_Task statement_
Scan the data below for the string "ceiling". Show every line where it turns up.

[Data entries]
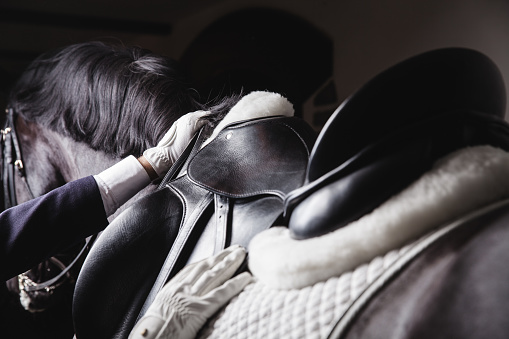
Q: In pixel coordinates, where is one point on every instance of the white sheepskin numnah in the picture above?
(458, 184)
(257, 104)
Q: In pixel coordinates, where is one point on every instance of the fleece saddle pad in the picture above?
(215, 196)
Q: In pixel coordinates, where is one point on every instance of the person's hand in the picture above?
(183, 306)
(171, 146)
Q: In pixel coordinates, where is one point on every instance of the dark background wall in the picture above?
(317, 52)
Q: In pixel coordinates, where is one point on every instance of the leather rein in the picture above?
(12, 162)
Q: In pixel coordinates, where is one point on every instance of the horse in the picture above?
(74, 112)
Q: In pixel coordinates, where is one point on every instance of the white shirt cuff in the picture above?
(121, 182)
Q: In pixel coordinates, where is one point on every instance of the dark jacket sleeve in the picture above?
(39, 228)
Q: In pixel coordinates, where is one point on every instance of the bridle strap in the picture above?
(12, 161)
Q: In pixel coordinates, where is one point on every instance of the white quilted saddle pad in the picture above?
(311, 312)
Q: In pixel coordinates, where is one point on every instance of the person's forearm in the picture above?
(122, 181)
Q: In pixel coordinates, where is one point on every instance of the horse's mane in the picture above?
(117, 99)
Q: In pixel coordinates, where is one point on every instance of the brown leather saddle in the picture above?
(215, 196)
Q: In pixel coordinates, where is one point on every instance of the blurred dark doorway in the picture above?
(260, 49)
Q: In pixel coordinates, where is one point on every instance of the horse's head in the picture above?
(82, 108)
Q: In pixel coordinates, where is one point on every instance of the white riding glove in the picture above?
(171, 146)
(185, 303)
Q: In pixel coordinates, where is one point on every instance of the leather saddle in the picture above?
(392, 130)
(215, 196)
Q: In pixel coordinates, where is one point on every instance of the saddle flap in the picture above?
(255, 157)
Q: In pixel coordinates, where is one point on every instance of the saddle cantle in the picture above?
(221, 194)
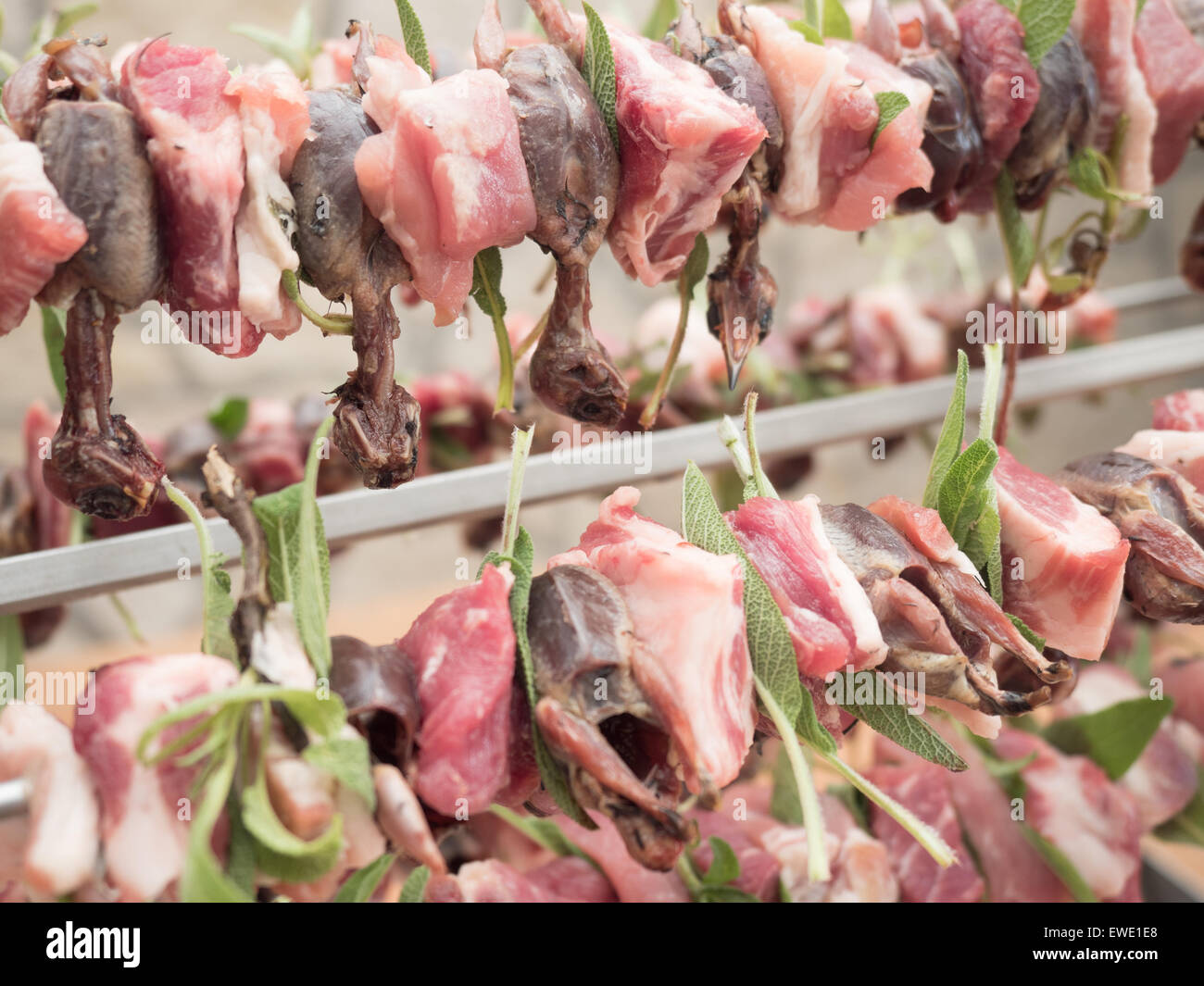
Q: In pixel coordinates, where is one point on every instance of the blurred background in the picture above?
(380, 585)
==
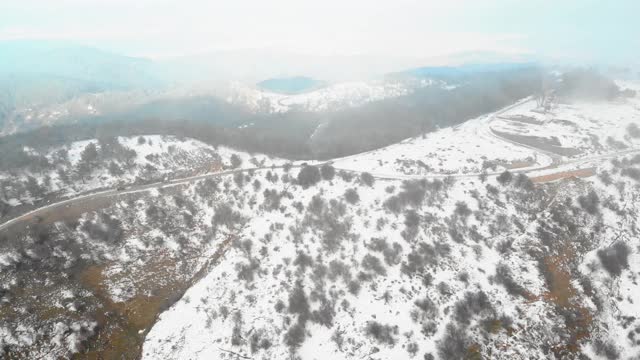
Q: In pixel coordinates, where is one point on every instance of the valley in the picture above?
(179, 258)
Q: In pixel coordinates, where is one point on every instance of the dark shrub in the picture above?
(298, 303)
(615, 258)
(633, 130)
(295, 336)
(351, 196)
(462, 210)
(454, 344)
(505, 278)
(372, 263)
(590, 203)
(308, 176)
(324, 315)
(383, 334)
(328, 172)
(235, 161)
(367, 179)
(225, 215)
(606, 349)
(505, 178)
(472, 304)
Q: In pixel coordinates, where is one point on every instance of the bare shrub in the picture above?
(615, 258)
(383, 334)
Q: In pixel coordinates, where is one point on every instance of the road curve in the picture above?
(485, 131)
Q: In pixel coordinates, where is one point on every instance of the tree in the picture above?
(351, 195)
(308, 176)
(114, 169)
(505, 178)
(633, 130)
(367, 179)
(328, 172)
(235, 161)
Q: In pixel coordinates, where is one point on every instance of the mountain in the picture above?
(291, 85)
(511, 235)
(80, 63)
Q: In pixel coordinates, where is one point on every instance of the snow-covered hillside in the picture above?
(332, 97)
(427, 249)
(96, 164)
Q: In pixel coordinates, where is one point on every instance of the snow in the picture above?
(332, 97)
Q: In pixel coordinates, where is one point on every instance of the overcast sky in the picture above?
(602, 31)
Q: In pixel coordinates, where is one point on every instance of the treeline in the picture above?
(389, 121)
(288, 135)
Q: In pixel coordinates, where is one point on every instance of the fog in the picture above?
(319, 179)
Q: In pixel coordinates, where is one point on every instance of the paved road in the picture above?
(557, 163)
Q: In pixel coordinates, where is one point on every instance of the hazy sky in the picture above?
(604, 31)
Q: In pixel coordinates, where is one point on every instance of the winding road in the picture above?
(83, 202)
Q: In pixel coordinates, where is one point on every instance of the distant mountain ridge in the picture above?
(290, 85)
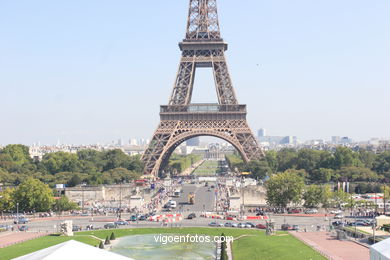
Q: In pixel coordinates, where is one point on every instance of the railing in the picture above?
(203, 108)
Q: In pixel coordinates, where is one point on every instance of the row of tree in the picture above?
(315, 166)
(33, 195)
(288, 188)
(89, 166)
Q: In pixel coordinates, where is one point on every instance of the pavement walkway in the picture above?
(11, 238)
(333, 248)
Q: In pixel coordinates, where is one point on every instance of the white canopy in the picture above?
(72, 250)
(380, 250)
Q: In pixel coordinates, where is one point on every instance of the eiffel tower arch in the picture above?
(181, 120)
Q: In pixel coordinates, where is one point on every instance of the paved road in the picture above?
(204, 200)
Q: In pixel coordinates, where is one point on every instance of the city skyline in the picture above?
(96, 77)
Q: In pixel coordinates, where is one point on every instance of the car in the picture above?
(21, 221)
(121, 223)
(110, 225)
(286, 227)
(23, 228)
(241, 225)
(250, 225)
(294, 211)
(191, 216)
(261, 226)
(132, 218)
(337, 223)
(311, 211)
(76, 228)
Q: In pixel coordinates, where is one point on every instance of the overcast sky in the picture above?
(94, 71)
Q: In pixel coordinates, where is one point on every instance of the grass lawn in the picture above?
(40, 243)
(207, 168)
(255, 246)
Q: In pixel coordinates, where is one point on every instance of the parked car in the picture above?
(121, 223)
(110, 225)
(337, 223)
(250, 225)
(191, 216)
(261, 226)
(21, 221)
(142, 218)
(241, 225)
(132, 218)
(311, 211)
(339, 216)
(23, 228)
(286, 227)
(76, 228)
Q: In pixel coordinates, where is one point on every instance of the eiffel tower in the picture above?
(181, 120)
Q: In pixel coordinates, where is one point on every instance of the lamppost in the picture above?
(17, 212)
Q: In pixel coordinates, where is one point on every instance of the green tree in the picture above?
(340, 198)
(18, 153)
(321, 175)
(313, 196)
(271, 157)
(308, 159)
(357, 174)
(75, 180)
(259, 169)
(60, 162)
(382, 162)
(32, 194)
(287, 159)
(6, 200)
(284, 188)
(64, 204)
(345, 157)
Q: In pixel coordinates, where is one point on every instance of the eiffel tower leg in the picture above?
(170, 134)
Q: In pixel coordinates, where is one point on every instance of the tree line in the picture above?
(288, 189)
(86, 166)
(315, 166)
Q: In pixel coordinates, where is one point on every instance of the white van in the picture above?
==
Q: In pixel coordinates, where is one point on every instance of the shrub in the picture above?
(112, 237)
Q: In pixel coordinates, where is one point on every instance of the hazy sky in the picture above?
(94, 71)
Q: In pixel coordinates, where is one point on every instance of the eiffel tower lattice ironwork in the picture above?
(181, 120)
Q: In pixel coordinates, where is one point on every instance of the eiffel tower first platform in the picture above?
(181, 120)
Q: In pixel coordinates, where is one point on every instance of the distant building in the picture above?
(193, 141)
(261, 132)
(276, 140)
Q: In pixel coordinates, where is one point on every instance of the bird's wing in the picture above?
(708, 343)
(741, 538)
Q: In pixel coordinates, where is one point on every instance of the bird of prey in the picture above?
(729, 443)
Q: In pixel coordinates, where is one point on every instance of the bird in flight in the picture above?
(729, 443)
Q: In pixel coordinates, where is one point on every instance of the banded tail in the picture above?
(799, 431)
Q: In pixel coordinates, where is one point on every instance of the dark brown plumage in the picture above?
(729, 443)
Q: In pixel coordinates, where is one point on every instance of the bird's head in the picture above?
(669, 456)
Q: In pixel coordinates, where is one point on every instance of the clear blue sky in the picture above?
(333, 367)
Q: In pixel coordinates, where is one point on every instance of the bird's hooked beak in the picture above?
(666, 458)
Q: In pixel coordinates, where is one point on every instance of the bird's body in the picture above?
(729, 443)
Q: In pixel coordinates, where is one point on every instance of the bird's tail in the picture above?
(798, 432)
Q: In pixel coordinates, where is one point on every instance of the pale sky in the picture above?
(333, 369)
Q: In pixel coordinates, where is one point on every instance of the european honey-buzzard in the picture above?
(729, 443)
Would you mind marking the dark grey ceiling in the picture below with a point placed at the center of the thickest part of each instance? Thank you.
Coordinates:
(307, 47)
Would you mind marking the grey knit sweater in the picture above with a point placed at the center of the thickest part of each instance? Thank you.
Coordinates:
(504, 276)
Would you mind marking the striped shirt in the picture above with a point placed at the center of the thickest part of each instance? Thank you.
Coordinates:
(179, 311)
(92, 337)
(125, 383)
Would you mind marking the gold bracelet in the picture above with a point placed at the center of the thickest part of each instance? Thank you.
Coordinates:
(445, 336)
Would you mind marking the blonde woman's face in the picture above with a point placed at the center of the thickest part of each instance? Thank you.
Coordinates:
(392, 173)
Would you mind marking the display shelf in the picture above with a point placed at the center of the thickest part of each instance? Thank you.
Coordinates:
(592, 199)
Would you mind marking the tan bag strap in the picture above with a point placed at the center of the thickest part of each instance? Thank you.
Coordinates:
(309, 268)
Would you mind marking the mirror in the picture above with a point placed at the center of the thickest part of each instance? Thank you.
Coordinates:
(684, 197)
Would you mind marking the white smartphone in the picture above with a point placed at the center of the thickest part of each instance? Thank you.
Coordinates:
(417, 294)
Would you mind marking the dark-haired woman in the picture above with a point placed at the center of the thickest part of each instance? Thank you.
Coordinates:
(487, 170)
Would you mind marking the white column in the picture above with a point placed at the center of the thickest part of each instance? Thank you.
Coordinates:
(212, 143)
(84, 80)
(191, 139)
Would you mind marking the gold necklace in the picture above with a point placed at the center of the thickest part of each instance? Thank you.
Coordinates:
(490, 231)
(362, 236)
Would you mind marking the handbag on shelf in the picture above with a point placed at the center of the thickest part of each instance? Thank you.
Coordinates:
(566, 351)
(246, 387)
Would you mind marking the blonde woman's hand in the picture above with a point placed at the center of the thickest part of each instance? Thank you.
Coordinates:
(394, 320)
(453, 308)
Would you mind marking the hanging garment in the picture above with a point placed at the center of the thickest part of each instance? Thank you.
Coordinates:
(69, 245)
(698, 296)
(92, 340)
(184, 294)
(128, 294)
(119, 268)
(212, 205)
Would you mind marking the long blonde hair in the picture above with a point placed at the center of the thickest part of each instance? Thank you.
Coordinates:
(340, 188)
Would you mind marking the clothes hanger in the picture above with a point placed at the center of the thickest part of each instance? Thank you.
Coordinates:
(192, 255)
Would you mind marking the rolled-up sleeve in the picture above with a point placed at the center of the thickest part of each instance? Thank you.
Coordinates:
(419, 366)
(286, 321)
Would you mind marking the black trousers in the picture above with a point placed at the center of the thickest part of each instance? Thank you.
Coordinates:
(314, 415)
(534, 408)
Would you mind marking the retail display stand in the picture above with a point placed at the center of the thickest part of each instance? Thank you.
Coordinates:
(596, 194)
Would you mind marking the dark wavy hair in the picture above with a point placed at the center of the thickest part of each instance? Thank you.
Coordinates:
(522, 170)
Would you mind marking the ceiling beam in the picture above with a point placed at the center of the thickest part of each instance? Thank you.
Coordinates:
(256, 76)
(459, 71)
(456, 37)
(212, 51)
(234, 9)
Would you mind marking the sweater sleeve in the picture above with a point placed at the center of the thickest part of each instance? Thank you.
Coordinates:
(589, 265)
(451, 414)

_Solved problem_
Would you mind marking the dark grey ceiling in the picture below with a point placed at the center of the thickest part of each instance? Thank you.
Would you mind marking the ceiling beam in the picture above with a point placed at the center of the thickest part of each instance? Thank you.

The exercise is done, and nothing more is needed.